## Goal
How many lines in the listing below contain the string "shirt"? Reply with the number alone.

## Record list
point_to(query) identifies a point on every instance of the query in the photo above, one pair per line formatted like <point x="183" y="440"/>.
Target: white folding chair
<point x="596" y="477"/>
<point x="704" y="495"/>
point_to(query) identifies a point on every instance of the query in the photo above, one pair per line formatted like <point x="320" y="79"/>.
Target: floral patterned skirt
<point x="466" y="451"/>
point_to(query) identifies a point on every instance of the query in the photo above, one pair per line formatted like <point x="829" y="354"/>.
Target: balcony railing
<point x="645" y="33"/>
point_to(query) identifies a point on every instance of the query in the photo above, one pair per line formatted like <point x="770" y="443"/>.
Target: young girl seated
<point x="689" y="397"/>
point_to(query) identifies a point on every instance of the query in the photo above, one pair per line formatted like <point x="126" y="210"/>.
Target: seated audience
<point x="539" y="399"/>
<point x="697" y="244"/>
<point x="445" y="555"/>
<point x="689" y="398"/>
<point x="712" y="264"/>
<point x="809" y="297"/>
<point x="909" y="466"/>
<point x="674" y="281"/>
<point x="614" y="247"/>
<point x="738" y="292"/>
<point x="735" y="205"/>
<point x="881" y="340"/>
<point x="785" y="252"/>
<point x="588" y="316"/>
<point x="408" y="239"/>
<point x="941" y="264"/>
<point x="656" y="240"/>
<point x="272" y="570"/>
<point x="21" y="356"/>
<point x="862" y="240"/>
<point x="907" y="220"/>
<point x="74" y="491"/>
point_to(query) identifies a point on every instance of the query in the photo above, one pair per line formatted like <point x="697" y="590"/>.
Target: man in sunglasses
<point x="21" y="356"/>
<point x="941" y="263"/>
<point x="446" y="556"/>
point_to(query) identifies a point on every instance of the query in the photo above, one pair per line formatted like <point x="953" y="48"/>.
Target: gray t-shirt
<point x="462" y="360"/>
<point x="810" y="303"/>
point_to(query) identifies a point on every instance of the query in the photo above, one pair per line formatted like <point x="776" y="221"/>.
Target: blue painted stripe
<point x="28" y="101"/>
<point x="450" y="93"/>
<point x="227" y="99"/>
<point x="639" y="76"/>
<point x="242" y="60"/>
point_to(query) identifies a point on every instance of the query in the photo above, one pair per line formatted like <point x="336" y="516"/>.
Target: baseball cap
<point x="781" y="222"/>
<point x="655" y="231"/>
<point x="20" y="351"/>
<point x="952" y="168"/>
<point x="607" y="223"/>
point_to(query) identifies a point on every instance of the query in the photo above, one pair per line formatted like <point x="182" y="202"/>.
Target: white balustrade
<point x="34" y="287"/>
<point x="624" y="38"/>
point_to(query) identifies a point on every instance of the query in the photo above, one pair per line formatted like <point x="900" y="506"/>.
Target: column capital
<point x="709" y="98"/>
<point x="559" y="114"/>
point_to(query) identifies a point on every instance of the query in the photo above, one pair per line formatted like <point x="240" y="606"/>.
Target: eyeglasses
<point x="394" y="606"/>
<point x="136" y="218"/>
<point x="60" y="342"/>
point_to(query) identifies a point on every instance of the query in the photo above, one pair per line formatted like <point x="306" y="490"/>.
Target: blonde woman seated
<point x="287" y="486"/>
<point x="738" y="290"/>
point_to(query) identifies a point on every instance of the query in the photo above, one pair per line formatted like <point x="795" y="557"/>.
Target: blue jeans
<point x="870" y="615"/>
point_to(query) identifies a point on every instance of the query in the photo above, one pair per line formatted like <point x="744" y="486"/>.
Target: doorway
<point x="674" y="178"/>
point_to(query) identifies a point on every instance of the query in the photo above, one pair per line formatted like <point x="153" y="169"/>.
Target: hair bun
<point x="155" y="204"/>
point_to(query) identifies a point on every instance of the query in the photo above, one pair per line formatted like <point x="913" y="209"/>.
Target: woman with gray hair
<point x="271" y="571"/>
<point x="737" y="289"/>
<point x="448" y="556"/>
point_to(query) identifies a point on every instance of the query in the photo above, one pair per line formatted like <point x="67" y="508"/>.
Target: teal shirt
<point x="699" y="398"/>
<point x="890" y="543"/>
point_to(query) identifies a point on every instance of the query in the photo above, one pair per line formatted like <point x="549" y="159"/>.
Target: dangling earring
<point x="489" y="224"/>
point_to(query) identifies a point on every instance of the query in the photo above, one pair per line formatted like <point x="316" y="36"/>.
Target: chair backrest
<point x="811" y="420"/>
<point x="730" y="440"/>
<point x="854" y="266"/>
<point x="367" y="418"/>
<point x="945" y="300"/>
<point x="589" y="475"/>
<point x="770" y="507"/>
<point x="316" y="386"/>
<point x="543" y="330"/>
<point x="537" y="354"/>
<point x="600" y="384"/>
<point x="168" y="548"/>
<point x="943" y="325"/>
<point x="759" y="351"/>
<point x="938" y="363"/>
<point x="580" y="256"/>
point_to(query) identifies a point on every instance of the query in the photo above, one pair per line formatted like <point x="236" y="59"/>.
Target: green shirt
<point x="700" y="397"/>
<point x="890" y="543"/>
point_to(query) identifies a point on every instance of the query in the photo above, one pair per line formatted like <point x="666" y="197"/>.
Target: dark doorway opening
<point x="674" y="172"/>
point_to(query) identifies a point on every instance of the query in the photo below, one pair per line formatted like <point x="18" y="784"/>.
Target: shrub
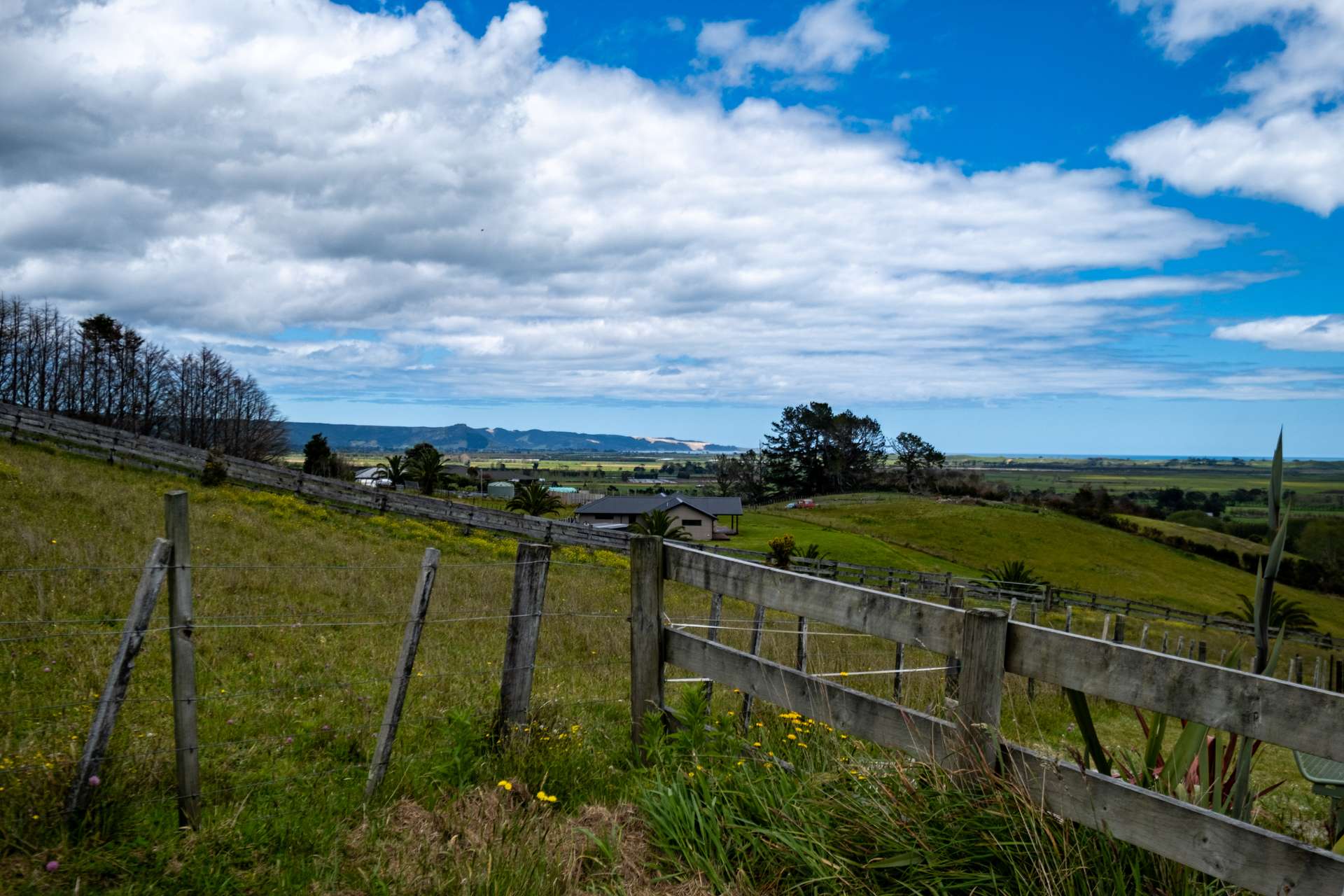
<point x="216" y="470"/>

* * *

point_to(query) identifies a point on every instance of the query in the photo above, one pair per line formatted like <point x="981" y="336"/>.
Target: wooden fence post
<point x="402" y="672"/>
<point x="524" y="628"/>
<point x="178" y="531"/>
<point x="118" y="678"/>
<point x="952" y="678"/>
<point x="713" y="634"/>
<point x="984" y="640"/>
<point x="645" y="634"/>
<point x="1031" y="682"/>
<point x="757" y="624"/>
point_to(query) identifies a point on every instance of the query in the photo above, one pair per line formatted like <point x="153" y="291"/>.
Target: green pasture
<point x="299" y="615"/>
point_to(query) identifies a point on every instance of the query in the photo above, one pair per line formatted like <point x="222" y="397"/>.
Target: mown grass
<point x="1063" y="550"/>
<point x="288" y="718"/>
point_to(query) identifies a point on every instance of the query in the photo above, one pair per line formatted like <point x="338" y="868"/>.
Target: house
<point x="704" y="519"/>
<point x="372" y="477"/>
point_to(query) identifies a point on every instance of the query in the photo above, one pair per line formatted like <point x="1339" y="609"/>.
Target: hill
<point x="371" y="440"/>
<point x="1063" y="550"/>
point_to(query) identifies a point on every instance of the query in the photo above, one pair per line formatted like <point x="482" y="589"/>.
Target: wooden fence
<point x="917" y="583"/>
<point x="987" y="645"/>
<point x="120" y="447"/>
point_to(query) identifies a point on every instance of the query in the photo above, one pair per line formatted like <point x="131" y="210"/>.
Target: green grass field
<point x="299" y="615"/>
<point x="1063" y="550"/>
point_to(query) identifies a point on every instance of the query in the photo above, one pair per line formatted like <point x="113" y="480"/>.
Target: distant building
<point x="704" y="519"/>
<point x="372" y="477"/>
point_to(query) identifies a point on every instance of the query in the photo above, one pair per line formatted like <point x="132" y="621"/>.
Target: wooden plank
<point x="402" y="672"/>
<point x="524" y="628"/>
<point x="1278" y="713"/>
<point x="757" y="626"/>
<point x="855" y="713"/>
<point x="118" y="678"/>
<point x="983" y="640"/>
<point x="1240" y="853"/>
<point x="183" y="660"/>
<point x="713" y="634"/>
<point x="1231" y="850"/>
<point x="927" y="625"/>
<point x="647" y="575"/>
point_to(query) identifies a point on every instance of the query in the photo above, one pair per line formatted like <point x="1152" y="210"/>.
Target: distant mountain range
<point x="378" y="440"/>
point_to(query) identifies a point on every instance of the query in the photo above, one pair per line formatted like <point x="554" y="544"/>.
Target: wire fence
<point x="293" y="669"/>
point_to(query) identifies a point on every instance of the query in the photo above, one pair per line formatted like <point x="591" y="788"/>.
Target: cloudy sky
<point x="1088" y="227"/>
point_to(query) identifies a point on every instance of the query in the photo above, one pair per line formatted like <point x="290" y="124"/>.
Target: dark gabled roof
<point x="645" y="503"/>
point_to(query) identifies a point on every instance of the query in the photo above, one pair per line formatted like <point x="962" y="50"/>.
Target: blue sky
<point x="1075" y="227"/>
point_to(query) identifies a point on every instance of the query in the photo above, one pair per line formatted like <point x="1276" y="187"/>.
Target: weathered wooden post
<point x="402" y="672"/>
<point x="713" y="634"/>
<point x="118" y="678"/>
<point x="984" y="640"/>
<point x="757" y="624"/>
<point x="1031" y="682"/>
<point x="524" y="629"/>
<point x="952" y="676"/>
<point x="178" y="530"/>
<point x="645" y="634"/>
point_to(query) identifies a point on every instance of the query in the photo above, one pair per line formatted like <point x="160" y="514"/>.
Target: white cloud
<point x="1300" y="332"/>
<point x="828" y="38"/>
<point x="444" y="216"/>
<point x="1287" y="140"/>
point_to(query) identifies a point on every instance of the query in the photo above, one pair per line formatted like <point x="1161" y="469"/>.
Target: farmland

--

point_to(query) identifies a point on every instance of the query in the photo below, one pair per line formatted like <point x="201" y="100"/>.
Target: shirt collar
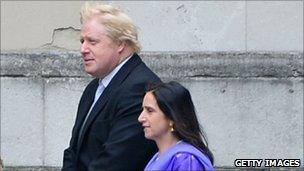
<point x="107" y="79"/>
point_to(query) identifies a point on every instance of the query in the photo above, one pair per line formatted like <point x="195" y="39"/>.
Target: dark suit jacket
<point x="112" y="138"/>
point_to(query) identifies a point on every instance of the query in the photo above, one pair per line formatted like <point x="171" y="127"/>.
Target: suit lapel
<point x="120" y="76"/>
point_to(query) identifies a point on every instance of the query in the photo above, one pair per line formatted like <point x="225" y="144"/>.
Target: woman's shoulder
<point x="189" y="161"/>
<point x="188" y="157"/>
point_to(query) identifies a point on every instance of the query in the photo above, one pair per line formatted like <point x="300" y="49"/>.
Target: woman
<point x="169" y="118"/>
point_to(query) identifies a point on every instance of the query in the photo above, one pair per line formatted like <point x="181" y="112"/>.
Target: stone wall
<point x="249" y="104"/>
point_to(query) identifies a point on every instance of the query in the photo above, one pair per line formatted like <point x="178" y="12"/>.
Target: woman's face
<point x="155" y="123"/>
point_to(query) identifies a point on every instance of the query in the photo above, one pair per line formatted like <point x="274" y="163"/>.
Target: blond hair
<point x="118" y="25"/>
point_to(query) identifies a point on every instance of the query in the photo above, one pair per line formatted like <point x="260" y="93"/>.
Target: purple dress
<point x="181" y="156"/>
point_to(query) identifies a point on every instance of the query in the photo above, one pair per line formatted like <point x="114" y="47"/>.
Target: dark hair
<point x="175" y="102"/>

## Exercise response
4